=== Record extracts ===
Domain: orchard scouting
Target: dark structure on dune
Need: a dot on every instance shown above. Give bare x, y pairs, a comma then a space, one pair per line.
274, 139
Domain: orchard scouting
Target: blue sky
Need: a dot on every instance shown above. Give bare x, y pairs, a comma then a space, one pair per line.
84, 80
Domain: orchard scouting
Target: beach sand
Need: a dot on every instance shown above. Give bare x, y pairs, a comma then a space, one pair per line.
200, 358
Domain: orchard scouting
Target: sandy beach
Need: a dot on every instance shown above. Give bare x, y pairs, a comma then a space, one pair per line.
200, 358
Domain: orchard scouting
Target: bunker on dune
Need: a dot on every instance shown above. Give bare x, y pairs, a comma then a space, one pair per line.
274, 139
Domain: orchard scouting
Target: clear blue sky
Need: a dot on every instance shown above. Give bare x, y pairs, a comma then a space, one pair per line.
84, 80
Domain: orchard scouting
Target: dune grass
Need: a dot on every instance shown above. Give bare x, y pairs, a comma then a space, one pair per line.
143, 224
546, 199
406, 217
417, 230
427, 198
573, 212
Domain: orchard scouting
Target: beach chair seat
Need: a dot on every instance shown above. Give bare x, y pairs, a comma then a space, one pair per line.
===
=== Record extracts ===
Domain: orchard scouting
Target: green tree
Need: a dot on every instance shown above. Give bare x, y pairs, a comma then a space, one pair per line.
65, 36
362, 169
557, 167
===
Exercise objective – Show each line from the entries above that contains the string "Target". Case counts.

Correct result –
Target: dark structure on dune
Target: blue sky
Target: beach sand
Target: sandy beach
Target: bunker on dune
Target: clear blue sky
Target: dune grass
Target: beach chair seat
Target: green tree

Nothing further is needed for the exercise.